WORK INSTRUCTIONS:
A: Please reproduce the stretch of the profile of Dr. Tsai below from "Finding meaning in" through "becoming a surgeon.".
B: Answer these from the profile of Dr. Tsai below:
(i) At which school did Dr. Tsai major in chemistry?
(ii) Where did she earn her MD?
(iii) How many years did she spend at MCW?
C: Carry on writing the profile of Dr. Tsai below from the point where it stops.

PASSAGE SHOWN:
┄┄┄┄┄┄

Dr. Tsai also has received grant funding for two additional clinical trials that she hopes to open soon. One of those also will focus on changing chemotherapy based on a blood-based biomarker.

Video: Clinical trial provides novel therapy for pancreatic cancer

Finding meaning in relationships with patients

It’s exciting work for a medical scientist who has always loved learning but who, when she was growing up in Ann Arbor, Michigan, and later when she was majoring in chemistry at Massachusetts Institute of Technology, had no dreams of becoming a surgeon.

“I don’t think that was even on my radar,” says Dr. Tsai, the daughter of Taiwanese immigrants who ran an Asian grocery and restaurant in Ann Arbor after they arrived in the United States. “My professional development has been more of a discovery process.”

In college, she entered pre-med studies later than other students, reaching her decision after realizing how much she liked caring for people.

“I thought maybe I’d be a pediatrician, because I think everyone has a fondness for kids,” she says. “But I ended up doing surgery because I loved the immediacy of it: You face a medical problem that you can usually correct rather quickly. That led me to my surgical residency (at the University of Michigan, where she had also earned her MD), and I enjoyed every aspect of it.”

During residency, she completed a clinical research fellowship at the National Cancer Institute (NCI) that drew her to oncology.

“Every patient treated at the NCI is on a clinical trial, and they are usually end-stage patients,” Dr. Tsai says. “When I started there, Dr. Steve Rosenberg, who still heads up the NCI surgery branch, told the trainees there that probably 90% of the people we’d take care of at the NCI would die because they were on their third or fourth line of therapy and had very advanced disease.

“But during that period, I saw an opportunity to translate research into effective clinical trials, and also to develop meaningful long-term relationships with patients. In oncology, you get to share a journey with patients through some of the most difficult times in their life. It’s a transformative experience for the patient, but we’re privileged to witness it as well, and we also can be transformed by it.”

Dr. Tsai walking along the corridor in the lab

Eager to expand her work beyond pancreatic cancer

Dr. Tsai enjoyed her 13 years at MCW and plans to further her work while at Ohio State.

┄┄┄┄┄┄

INFORMATION GIVEN:
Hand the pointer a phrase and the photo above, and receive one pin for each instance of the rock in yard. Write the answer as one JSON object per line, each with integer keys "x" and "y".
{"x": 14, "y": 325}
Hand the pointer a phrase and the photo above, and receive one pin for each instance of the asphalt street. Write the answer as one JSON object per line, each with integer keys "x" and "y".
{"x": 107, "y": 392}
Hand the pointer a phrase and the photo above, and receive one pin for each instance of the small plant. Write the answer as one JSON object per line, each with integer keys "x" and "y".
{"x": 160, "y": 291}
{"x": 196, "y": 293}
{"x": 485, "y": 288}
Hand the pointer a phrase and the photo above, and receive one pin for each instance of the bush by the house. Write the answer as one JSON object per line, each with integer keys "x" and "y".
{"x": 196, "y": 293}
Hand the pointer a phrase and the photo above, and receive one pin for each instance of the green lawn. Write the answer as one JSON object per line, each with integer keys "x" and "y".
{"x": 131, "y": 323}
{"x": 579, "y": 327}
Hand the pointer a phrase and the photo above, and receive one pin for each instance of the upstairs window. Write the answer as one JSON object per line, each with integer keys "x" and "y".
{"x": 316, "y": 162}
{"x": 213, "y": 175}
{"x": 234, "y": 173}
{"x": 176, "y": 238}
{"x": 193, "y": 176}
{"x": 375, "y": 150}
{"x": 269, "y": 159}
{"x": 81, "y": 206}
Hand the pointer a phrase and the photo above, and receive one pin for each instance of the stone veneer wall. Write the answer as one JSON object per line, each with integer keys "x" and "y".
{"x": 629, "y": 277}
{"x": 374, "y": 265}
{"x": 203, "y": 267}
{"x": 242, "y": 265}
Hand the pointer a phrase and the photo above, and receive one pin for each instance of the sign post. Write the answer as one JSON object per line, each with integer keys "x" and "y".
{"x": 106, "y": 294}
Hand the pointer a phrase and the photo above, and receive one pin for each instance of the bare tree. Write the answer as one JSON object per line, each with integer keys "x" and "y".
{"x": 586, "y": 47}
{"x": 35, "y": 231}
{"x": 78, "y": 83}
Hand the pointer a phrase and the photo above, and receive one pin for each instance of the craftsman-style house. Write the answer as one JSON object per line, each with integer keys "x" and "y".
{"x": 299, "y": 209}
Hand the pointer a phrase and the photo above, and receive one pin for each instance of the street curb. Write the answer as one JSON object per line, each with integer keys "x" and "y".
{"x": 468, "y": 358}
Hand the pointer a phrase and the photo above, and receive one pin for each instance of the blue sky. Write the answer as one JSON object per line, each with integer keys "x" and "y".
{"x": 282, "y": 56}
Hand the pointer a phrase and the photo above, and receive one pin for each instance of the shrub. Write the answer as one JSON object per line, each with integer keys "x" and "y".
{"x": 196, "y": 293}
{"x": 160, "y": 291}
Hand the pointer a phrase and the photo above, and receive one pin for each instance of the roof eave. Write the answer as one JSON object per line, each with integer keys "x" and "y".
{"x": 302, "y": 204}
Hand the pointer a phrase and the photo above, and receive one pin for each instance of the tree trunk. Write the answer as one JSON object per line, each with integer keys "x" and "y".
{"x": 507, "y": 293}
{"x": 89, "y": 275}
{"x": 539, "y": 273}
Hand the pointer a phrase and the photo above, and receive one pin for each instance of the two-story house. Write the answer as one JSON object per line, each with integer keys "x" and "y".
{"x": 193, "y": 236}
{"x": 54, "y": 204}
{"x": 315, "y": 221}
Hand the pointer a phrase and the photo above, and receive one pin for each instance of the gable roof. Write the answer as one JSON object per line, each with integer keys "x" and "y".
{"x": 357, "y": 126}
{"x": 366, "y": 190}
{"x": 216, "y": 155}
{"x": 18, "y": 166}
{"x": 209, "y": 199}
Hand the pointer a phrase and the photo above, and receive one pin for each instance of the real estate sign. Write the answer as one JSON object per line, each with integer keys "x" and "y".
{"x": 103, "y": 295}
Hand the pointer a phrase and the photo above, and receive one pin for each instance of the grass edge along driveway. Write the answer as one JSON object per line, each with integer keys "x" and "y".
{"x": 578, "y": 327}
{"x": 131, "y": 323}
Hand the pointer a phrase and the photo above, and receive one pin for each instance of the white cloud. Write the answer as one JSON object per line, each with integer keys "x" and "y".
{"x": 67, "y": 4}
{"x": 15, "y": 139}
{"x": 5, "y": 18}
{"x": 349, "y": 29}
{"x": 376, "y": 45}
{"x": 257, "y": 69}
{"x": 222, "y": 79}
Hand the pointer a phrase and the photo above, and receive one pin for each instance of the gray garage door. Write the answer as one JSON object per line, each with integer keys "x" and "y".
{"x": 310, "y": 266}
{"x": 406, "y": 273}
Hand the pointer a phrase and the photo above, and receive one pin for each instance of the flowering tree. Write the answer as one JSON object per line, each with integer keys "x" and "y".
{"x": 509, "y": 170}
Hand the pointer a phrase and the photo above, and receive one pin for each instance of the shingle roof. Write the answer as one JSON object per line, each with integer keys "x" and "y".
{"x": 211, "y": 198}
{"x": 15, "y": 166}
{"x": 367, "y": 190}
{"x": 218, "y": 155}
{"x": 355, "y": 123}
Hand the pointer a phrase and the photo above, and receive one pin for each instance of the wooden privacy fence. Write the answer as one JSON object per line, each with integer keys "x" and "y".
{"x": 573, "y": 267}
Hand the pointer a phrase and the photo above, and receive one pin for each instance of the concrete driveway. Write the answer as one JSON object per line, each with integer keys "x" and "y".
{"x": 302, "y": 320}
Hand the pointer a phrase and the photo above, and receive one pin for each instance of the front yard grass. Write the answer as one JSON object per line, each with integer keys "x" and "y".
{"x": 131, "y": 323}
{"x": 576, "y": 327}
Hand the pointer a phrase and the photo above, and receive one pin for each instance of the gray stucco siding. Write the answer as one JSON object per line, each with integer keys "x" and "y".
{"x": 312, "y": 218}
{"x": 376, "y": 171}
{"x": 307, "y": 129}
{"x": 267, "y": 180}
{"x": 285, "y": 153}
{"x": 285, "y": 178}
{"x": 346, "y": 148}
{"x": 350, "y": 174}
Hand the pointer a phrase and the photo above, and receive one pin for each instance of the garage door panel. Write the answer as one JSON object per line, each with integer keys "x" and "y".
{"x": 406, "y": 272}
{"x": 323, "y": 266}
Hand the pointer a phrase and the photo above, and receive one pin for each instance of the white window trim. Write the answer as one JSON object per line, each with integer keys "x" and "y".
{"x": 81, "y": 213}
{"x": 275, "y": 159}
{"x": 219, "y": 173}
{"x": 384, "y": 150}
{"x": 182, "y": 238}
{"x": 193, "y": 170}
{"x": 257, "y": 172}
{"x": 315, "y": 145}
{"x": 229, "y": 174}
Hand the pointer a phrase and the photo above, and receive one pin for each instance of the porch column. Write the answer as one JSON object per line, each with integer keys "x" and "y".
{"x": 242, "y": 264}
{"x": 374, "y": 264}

┄┄┄┄┄┄

ANSWERS:
A:
Finding meaning in relationships with patients

It’s exciting work for a medical scientist who has always loved learning but who, when she was growing up in Ann Arbor, Michigan, and later when she was majoring in chemistry at Massachusetts Institute of Technology, had no dreams of becoming a surgeon.

B:
(i) Massachusetts Institute of Technology
(ii) The University of Michigan
(iii) 13 years

C:
“What attracted me here was the exceptionally talented people in the Division of Surgical Oncology,” she says. “Many of them are on a similar journey that I’ve already had as a physician-scientist, so I recognize some of their struggles and feel that, as division director, I can offer mentorship and support.”

She hopes her own research will continue to advance pancreatic cancer research and treatment. “We cannot really look for cures without understanding the biology of this disease and how to deliver better therapeutics. Much more research is needed.”

She also sees her new role at Ohio State as a chance to expand her work to multiple disease sites beyond the pancreas, ever widening her research and patient care.

Putting patients forever first

Dr. Tsai’s determination is fueled by her patients. “I recognize that I’m taking care of people who are going through a tough diagnosis, and that every day I get to see their amazing resiliency and the strength of the human spirit.”

She’s too busy to have given much thought to a career legacy, but she hopes her work with colleagues in surgery and other disciplines will lead to beneficial changes in clinical care — for cancer patients in general, but more specifically for those with pancreatic cancer, for whom she has “a special softness.”

“I’d like us to be remembered for how we put all of our patients first, whether in their treatment or in helping them cope with their disease,” she says, “and that there is growing hope associated with a pancreatic cancer diagnosis, instead of what many people may feel now is a death sentence.”